Data listing:

■ ■ ■ ■ ■ ■ ■

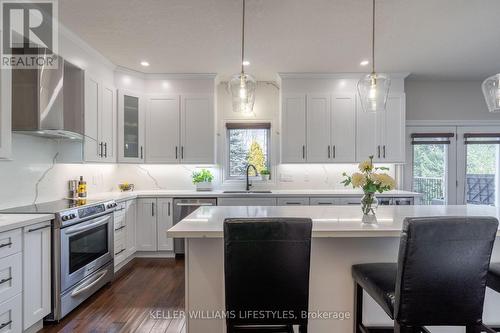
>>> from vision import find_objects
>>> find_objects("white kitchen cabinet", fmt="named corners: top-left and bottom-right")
top-left (118, 90), bottom-right (145, 163)
top-left (99, 85), bottom-right (117, 162)
top-left (146, 95), bottom-right (180, 163)
top-left (303, 94), bottom-right (331, 163)
top-left (281, 94), bottom-right (307, 163)
top-left (23, 221), bottom-right (52, 329)
top-left (157, 198), bottom-right (174, 251)
top-left (136, 198), bottom-right (158, 251)
top-left (180, 95), bottom-right (215, 164)
top-left (217, 198), bottom-right (276, 206)
top-left (0, 69), bottom-right (12, 159)
top-left (125, 200), bottom-right (137, 256)
top-left (329, 94), bottom-right (356, 163)
top-left (84, 74), bottom-right (116, 162)
top-left (277, 198), bottom-right (309, 206)
top-left (356, 94), bottom-right (406, 163)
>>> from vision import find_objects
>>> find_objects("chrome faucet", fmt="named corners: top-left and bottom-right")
top-left (246, 164), bottom-right (259, 192)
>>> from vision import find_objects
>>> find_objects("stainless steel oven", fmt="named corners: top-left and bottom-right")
top-left (60, 213), bottom-right (113, 291)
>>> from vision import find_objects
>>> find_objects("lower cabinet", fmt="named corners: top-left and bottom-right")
top-left (23, 221), bottom-right (51, 329)
top-left (136, 198), bottom-right (174, 251)
top-left (114, 199), bottom-right (137, 267)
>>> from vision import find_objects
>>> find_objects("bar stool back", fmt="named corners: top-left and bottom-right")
top-left (224, 218), bottom-right (312, 333)
top-left (353, 217), bottom-right (498, 332)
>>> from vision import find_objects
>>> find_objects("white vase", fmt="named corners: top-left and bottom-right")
top-left (196, 182), bottom-right (212, 191)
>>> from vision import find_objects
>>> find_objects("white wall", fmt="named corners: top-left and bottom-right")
top-left (405, 80), bottom-right (500, 122)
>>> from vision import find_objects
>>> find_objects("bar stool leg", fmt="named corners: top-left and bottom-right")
top-left (353, 283), bottom-right (363, 333)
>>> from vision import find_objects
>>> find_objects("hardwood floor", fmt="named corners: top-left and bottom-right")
top-left (41, 258), bottom-right (185, 333)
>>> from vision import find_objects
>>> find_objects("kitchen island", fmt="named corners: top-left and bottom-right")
top-left (168, 206), bottom-right (500, 333)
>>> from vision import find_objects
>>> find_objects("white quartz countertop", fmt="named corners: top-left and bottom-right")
top-left (167, 206), bottom-right (500, 238)
top-left (0, 214), bottom-right (54, 232)
top-left (89, 188), bottom-right (421, 201)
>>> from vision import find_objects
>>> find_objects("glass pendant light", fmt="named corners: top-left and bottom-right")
top-left (229, 0), bottom-right (257, 113)
top-left (357, 0), bottom-right (391, 112)
top-left (481, 73), bottom-right (500, 112)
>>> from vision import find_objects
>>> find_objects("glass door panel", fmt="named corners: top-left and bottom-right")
top-left (412, 143), bottom-right (448, 205)
top-left (123, 95), bottom-right (140, 158)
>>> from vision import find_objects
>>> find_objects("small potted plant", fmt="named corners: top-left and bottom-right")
top-left (192, 169), bottom-right (214, 191)
top-left (260, 169), bottom-right (271, 182)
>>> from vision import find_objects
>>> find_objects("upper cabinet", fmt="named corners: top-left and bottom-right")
top-left (0, 69), bottom-right (12, 159)
top-left (281, 94), bottom-right (356, 163)
top-left (356, 94), bottom-right (406, 163)
top-left (118, 90), bottom-right (145, 163)
top-left (146, 95), bottom-right (215, 164)
top-left (84, 75), bottom-right (116, 163)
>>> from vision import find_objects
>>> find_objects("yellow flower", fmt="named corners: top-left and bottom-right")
top-left (351, 172), bottom-right (366, 187)
top-left (358, 160), bottom-right (373, 172)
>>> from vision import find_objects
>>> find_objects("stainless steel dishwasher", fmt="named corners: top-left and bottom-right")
top-left (174, 198), bottom-right (217, 255)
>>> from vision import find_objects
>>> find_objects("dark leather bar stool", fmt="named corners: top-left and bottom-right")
top-left (224, 218), bottom-right (312, 333)
top-left (487, 263), bottom-right (500, 332)
top-left (352, 217), bottom-right (498, 333)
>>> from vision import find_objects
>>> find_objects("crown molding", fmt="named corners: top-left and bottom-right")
top-left (406, 119), bottom-right (500, 127)
top-left (115, 66), bottom-right (217, 80)
top-left (278, 72), bottom-right (410, 79)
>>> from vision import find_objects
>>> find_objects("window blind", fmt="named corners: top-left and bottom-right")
top-left (411, 133), bottom-right (455, 145)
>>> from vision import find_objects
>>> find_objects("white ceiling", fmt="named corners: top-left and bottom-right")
top-left (59, 0), bottom-right (500, 80)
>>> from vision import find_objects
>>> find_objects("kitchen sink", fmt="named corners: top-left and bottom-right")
top-left (224, 191), bottom-right (272, 194)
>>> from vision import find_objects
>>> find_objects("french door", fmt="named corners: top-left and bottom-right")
top-left (404, 127), bottom-right (457, 205)
top-left (404, 126), bottom-right (500, 207)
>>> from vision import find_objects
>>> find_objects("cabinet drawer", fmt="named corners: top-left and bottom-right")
top-left (0, 252), bottom-right (23, 304)
top-left (310, 198), bottom-right (340, 206)
top-left (0, 293), bottom-right (23, 333)
top-left (0, 229), bottom-right (22, 258)
top-left (278, 198), bottom-right (309, 206)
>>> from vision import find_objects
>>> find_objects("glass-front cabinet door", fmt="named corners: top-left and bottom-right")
top-left (118, 90), bottom-right (145, 163)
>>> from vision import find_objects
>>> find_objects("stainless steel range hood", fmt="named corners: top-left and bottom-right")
top-left (12, 58), bottom-right (84, 140)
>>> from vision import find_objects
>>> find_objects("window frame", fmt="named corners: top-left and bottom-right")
top-left (223, 121), bottom-right (272, 182)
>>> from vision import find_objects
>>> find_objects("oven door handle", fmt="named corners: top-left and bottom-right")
top-left (176, 202), bottom-right (215, 207)
top-left (64, 216), bottom-right (111, 235)
top-left (71, 269), bottom-right (108, 297)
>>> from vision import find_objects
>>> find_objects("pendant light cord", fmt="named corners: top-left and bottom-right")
top-left (241, 0), bottom-right (246, 74)
top-left (372, 0), bottom-right (375, 74)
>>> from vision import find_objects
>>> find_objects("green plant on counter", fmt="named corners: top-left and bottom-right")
top-left (260, 169), bottom-right (271, 175)
top-left (192, 169), bottom-right (214, 184)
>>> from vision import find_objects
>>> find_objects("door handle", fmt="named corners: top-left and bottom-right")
top-left (71, 270), bottom-right (108, 297)
top-left (28, 224), bottom-right (50, 232)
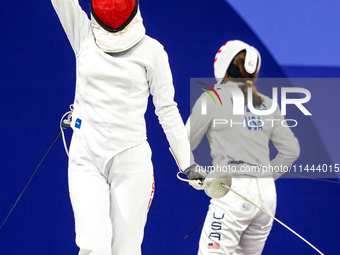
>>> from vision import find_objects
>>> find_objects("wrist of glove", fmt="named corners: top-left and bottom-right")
top-left (182, 164), bottom-right (207, 190)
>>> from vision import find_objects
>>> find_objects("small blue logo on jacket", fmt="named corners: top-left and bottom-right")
top-left (74, 119), bottom-right (81, 129)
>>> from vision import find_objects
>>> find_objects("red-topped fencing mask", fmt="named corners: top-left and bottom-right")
top-left (91, 0), bottom-right (138, 33)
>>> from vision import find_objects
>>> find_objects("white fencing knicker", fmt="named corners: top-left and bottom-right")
top-left (69, 135), bottom-right (154, 255)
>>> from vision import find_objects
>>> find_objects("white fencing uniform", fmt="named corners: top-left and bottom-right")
top-left (52, 0), bottom-right (190, 255)
top-left (187, 81), bottom-right (300, 255)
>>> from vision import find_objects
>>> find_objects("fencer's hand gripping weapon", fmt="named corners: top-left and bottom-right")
top-left (0, 108), bottom-right (73, 229)
top-left (180, 174), bottom-right (324, 255)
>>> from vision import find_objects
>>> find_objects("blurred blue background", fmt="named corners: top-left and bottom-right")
top-left (0, 0), bottom-right (340, 255)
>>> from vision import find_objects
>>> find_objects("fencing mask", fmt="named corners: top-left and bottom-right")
top-left (91, 0), bottom-right (145, 52)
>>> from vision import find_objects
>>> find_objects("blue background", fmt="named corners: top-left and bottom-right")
top-left (0, 0), bottom-right (340, 255)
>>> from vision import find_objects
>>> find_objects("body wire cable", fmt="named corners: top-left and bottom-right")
top-left (221, 183), bottom-right (324, 255)
top-left (0, 130), bottom-right (61, 229)
top-left (0, 108), bottom-right (73, 230)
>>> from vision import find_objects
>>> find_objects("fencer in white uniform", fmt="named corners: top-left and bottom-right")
top-left (52, 0), bottom-right (199, 255)
top-left (186, 40), bottom-right (300, 255)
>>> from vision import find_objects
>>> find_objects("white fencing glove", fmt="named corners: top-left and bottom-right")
top-left (182, 163), bottom-right (207, 190)
top-left (170, 138), bottom-right (207, 190)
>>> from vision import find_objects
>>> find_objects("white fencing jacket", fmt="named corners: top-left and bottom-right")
top-left (52, 0), bottom-right (190, 171)
top-left (186, 81), bottom-right (300, 176)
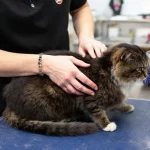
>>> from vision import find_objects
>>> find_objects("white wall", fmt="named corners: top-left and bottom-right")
top-left (88, 0), bottom-right (150, 16)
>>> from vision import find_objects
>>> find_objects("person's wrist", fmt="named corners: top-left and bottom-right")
top-left (42, 55), bottom-right (53, 75)
top-left (79, 34), bottom-right (94, 43)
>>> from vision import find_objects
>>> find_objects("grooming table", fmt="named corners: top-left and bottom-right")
top-left (0, 99), bottom-right (150, 150)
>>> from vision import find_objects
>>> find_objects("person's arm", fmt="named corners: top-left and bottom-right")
top-left (0, 50), bottom-right (97, 95)
top-left (71, 0), bottom-right (106, 58)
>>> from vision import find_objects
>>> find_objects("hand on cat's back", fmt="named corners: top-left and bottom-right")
top-left (79, 37), bottom-right (107, 58)
top-left (43, 55), bottom-right (97, 95)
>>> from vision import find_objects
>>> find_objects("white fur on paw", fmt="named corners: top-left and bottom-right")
top-left (129, 105), bottom-right (135, 112)
top-left (103, 122), bottom-right (117, 131)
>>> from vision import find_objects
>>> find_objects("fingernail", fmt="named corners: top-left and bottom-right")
top-left (95, 87), bottom-right (98, 90)
top-left (91, 92), bottom-right (95, 96)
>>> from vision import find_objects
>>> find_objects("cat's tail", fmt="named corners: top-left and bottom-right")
top-left (3, 108), bottom-right (98, 136)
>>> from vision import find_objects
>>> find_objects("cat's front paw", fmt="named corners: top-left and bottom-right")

■ ■ ■ ■ ■ ■ ■

▶ _Short task_: Return the lines verbatim, beginning at the first line of the data listing and ending with the line containing "top-left (180, 95), bottom-right (215, 164)", both ends included. Omit the pictures from the output.

▶ _Output of the exercise_:
>>> from vision import find_objects
>>> find_objects("white kitchen cabinet", fmt="named corners: top-left and bottom-right")
top-left (118, 90), bottom-right (145, 163)
top-left (99, 85), bottom-right (117, 162)
top-left (146, 95), bottom-right (180, 163)
top-left (303, 94), bottom-right (331, 163)
top-left (281, 94), bottom-right (307, 163)
top-left (23, 221), bottom-right (52, 329)
top-left (157, 198), bottom-right (174, 251)
top-left (136, 198), bottom-right (158, 251)
top-left (180, 95), bottom-right (215, 164)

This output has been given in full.